Could you say how many lines in the entries contain the string "positive"? Give only that number.
= Beginning of Section =
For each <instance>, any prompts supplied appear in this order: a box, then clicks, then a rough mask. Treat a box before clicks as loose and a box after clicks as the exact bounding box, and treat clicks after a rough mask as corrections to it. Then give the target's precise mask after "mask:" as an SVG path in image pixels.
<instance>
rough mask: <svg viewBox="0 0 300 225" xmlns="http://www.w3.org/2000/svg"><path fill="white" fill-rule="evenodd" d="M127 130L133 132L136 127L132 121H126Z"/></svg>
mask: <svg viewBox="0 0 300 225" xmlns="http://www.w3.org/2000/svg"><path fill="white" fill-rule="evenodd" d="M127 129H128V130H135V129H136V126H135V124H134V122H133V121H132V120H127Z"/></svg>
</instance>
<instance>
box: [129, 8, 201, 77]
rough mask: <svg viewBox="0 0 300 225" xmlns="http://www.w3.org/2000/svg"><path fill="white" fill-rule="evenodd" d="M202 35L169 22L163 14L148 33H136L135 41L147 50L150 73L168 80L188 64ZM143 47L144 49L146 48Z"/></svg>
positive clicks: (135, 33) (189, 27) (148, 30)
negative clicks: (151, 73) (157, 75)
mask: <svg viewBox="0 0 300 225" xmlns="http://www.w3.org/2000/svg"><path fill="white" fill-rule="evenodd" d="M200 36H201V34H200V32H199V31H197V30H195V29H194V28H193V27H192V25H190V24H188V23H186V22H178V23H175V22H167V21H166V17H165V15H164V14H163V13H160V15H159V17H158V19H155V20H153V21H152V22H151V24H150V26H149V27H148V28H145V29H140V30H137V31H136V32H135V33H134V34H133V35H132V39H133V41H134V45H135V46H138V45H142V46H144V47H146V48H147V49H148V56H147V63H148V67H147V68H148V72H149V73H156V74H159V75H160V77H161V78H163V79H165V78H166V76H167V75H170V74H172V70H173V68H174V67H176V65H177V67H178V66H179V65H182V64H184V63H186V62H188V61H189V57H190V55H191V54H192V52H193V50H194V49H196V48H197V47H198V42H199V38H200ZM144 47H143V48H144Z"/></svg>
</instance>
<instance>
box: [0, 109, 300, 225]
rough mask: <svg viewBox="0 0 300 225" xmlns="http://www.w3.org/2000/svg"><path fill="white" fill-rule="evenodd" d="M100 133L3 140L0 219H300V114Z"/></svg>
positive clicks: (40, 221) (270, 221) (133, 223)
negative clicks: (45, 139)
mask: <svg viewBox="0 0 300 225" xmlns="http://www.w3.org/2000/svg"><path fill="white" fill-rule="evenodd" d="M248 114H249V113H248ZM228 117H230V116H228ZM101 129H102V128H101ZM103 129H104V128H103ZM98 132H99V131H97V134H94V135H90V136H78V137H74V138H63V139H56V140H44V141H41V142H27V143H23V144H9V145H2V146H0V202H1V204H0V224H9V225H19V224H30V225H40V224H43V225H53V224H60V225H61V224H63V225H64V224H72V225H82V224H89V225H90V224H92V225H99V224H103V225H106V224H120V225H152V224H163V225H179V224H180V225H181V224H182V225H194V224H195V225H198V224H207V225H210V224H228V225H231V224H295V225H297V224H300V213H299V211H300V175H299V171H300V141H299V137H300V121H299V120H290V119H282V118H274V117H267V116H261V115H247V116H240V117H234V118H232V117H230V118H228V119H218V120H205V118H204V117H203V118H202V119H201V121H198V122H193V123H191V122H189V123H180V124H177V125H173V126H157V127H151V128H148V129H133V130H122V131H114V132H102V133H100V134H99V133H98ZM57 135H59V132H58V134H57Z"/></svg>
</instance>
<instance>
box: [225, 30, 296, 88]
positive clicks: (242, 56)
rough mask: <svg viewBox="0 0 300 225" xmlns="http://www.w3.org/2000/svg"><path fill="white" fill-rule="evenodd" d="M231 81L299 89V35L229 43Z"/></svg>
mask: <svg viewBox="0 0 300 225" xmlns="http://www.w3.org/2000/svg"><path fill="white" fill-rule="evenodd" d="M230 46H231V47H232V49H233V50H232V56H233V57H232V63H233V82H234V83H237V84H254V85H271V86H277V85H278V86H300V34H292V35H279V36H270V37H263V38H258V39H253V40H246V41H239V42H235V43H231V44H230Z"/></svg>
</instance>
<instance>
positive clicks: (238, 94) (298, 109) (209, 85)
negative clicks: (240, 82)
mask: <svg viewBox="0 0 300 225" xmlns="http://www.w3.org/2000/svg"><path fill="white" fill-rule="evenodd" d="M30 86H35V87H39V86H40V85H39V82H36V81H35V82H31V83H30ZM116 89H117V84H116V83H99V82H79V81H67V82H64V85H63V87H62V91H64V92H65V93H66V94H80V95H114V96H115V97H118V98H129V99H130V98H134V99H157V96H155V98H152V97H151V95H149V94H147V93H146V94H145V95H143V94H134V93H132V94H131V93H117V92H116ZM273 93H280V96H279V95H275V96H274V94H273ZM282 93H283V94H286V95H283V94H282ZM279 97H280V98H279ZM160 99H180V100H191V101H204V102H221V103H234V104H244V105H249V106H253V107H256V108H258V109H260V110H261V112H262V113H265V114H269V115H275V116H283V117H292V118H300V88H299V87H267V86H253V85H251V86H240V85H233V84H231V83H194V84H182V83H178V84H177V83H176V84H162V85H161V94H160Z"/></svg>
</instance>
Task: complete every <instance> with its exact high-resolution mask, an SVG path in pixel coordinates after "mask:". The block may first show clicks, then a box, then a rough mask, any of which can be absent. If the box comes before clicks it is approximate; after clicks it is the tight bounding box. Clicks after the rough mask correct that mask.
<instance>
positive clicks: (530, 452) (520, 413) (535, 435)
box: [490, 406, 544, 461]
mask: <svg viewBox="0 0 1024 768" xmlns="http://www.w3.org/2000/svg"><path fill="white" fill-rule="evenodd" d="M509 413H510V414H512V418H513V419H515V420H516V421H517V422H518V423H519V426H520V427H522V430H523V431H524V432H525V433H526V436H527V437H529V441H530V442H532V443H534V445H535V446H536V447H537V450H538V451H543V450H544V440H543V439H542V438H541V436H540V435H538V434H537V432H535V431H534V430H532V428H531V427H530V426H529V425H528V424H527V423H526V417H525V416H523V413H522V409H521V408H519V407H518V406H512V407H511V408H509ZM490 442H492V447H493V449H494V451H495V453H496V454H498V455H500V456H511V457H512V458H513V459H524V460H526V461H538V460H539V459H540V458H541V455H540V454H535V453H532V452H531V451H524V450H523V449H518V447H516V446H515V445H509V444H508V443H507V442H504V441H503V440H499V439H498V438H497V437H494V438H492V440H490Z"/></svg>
= End of Section =
Your solution: 5